■ Exercise details:
Can you return, word for word, the part of the government-shutdown text that opens with the words containing "It’s nearly double" and closes with "an entire year!"?

The $24 Billion Tantrum.

Following the Teapublican-caused government shutdown and threatened US default, it’s fair to look at what this pointless exercise cost us. Not including the human costs, economists at Standard & Poors estimate the cost of the government shutdown at $24 billion.

That’s larger than the entire annual budget for NASA ($17.8 billion) or the Department of the Interior ($13.5 billion). Put another way, it’s larger than the budget for the Environmental Protection Agency ($8.9 billion), the National Science Foundation ($7.5 billion), the Small Business Administration ($1.4 billion), the Corporation for National and Community Service ($1.1 billion) and the Disaster Relief Fund ($2 billion) combined.

It’s nearly double the annual revenue collected through the Estate and Gift Tax ($13 billion). It’s nearly half of the entire budget for Homeland Security. And, in more human terms, it would feed 1.6 million American families of four for an entire year!

Now imagine what would happen if Democrats proposed spending $24 billion to help the working poor or to rebuild our crumbling infrastructure. Teapublicans would cry, scream and hold their breath. They would fill the airwaves and the newspapers with paranoia. They would say that Democrats were mortgaging our children’s future. Yet they were willing to spend $24 billion on nothing…absolutely nothing.

Worse yet, 144 Teapublican Congressional Representatives and 18 Senators voted no on the bill to reopen the government and to prevent default! That’s 162 Teapublican votes to pour even more money down a rat hole. 162 votes to send the US government into default…risking a worldwide economic calamity!

And what might that have accomplished? Most economists feared that a failure to increase the debt ceiling would not only downgrade the rating of US bonds, it would create a collapse worse than the Great Recession of 2008 and 2009…maybe worse than the Great Depression. To put that into perspective, in a research paper for the Federal Reserve Bank of Dallas, economists David Luttrell, Tyler Atkinson and Harvey Rosenblum calculated that the total cost of the Great Recession to the U.S. was on the order of $6 trillion to $14 trillion. The larger figure is roughly one full year of U.S. economic output and nearly equal to the entire federal debt!

Do you still think the Republican Party is the champion of fiscal responsibility?

Another Debt Ceiling Debacle?

Teapublicans are always fond of relating government budgets to your household budget. It’s a lousy analogy. But let’s use it for the purposes of the debt ceiling debate.

■ Listed entries:
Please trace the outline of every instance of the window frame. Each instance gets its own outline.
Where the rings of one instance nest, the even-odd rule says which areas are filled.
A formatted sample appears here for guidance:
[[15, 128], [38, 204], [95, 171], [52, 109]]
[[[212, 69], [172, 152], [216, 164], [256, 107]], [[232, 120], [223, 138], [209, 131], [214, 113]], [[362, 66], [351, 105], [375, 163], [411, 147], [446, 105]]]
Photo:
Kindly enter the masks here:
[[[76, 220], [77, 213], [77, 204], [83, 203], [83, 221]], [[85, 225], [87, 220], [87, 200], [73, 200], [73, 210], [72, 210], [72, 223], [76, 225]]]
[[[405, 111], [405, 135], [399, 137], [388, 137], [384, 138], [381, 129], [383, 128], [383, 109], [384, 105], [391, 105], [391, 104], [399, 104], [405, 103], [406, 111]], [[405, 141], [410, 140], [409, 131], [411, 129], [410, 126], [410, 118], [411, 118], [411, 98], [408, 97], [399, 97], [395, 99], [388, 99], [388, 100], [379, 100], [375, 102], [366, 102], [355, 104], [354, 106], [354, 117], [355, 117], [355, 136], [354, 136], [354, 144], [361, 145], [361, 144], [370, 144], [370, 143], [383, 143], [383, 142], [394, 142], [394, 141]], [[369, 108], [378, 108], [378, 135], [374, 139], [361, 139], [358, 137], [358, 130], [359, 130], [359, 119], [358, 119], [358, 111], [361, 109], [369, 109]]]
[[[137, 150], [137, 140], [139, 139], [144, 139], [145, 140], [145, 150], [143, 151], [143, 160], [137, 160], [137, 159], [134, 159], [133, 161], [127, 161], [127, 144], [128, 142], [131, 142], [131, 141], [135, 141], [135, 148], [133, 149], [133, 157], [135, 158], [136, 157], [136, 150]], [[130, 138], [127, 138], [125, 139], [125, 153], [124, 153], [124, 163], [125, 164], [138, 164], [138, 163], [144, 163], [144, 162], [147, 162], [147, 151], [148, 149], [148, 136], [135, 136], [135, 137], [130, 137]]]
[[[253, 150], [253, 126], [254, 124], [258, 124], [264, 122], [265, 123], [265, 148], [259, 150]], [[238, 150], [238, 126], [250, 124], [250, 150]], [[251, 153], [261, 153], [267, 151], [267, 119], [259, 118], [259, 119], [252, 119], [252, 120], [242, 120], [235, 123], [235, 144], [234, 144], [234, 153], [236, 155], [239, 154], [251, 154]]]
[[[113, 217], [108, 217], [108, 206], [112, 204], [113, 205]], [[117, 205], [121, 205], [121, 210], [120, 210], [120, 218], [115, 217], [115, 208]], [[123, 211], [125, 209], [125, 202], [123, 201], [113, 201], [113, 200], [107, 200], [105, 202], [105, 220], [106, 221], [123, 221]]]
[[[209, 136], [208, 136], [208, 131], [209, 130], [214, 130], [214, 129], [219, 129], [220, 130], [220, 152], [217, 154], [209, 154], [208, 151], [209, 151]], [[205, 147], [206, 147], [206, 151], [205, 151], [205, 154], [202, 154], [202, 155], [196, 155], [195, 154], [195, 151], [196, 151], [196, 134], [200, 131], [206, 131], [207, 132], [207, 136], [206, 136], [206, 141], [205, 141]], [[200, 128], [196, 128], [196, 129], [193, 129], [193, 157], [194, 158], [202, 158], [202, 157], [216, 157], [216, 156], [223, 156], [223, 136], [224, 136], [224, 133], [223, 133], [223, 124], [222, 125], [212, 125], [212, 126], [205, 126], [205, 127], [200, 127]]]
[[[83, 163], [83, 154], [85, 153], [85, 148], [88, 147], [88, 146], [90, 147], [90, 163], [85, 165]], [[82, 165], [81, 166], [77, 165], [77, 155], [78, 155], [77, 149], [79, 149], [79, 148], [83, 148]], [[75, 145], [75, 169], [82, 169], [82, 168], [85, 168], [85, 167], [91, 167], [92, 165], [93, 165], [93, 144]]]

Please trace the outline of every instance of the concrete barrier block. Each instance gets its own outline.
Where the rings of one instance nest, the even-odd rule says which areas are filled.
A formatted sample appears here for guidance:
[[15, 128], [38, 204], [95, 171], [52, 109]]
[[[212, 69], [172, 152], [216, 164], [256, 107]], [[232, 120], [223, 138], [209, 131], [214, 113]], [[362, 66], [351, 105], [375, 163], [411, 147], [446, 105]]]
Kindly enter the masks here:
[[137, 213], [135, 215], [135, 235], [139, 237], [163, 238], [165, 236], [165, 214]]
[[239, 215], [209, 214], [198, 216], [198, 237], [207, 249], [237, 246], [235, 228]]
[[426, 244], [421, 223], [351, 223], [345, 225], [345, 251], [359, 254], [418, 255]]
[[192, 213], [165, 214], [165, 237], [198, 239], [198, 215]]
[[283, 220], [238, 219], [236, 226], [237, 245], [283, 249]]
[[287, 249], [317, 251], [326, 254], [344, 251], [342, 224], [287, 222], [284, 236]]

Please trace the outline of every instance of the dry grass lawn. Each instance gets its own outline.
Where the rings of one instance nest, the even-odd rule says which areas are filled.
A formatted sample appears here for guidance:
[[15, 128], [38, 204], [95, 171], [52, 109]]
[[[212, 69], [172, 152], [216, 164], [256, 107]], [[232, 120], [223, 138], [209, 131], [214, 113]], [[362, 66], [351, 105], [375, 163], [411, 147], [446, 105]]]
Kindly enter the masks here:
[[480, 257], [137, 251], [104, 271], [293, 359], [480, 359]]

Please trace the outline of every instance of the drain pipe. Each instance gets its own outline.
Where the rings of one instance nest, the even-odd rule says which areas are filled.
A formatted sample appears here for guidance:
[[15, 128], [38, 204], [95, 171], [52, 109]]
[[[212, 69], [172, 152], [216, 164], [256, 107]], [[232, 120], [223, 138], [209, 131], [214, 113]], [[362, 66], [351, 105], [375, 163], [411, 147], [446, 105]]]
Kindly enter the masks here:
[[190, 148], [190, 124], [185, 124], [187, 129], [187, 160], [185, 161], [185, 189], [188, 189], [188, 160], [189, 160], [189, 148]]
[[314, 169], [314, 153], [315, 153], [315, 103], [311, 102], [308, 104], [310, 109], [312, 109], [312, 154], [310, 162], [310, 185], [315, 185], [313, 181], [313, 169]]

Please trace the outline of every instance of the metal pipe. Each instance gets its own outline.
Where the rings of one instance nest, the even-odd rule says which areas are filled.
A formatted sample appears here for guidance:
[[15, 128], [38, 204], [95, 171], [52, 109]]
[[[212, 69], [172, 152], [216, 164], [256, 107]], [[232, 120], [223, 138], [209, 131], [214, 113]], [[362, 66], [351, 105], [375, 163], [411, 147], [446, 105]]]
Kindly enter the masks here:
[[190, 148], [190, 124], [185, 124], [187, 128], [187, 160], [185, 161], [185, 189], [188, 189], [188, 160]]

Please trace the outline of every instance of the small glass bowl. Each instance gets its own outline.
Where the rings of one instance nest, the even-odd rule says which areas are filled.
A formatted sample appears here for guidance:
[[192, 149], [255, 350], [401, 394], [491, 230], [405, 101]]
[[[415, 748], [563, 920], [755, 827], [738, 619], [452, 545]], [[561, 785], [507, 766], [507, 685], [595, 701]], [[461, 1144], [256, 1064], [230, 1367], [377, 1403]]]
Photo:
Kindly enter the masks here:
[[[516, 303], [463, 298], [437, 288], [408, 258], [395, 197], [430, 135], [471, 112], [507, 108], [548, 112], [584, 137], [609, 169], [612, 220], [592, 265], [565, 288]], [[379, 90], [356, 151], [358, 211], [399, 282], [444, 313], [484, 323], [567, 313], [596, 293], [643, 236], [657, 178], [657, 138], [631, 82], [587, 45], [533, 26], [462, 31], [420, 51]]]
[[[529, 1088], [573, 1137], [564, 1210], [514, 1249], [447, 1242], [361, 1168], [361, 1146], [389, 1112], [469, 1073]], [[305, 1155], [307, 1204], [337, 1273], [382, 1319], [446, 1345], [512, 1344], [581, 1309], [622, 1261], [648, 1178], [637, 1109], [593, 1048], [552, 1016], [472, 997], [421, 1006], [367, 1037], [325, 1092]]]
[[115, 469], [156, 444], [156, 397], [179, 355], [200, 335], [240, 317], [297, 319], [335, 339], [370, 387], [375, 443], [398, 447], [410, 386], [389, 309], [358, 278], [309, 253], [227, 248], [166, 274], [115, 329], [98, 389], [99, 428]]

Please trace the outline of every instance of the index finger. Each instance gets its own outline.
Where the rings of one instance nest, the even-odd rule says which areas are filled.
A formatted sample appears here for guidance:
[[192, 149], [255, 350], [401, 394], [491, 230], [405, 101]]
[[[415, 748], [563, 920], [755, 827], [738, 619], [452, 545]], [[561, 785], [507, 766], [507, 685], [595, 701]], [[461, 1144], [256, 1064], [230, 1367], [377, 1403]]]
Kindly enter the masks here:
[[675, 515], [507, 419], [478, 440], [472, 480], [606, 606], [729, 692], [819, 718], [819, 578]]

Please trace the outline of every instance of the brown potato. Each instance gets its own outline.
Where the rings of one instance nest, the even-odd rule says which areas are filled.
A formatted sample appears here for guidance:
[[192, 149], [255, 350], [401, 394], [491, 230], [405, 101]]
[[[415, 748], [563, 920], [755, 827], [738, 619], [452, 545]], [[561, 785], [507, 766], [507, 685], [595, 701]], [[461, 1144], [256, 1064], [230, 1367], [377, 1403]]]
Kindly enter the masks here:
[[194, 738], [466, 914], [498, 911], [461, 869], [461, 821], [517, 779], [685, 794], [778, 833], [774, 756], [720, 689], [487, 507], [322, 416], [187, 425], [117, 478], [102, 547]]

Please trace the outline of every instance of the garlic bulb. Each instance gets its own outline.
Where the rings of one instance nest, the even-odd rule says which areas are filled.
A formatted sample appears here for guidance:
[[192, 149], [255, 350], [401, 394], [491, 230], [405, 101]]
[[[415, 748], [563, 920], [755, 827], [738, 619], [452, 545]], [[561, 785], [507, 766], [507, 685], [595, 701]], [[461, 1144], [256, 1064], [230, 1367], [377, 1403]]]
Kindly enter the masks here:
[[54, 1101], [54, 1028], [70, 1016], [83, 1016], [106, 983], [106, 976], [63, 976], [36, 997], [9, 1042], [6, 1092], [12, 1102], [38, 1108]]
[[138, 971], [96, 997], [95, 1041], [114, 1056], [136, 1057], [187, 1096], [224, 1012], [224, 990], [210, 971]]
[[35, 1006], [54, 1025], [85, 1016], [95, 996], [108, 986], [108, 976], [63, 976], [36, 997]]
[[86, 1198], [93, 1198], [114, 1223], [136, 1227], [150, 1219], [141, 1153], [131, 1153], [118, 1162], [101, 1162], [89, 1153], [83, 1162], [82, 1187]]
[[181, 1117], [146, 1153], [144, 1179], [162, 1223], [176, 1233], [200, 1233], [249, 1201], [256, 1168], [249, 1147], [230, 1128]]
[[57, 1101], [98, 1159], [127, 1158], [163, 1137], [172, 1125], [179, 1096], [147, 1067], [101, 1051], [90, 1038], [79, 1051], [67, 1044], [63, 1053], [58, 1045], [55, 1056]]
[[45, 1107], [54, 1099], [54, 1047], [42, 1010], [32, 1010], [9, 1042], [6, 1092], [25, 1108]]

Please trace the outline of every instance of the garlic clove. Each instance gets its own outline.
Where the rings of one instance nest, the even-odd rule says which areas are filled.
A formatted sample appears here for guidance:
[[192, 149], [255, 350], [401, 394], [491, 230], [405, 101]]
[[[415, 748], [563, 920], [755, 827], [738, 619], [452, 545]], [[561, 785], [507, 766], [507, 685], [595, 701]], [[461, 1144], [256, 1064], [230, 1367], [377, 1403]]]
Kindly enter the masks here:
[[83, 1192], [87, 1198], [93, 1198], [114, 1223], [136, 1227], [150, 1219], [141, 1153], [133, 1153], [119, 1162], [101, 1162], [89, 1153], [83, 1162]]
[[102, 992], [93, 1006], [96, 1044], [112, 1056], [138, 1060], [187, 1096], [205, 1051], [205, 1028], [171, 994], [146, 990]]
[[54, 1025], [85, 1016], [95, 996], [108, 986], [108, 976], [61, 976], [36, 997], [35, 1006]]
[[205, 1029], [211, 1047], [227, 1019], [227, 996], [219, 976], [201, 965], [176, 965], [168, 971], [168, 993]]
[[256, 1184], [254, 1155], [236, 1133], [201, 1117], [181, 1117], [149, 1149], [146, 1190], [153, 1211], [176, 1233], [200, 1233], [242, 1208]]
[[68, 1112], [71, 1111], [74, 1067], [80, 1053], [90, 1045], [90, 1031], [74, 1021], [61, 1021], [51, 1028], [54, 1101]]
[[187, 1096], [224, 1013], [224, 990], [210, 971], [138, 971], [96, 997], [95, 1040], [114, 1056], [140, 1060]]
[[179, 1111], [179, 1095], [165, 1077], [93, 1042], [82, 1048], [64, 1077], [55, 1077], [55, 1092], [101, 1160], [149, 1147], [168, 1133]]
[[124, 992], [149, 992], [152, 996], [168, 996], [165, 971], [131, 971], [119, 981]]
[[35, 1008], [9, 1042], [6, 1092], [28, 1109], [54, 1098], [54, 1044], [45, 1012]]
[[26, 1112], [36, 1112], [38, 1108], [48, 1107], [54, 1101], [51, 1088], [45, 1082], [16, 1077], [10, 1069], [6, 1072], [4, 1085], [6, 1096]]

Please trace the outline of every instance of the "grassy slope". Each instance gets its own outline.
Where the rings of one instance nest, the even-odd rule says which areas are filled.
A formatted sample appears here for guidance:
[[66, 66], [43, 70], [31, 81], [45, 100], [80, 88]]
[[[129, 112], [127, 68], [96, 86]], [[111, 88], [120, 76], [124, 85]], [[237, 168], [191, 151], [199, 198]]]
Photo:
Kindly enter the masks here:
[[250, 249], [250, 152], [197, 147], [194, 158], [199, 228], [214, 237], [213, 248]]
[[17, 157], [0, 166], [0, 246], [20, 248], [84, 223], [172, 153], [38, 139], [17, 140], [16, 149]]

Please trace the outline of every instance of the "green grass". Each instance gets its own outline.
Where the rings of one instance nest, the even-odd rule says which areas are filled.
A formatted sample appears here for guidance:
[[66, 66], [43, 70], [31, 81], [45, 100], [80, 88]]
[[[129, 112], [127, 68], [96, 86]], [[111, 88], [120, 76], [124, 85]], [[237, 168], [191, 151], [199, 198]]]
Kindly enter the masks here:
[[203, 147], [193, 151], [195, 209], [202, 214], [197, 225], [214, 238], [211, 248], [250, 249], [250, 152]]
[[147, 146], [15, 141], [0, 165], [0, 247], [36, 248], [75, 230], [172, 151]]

■ Solution to this problem:
It’s nearly double the annual revenue collected through the Estate and Gift Tax ($13 billion). It’s nearly half of the entire budget for Homeland Security. And, in more human terms, it would feed 1.6 million American families of four for an entire year!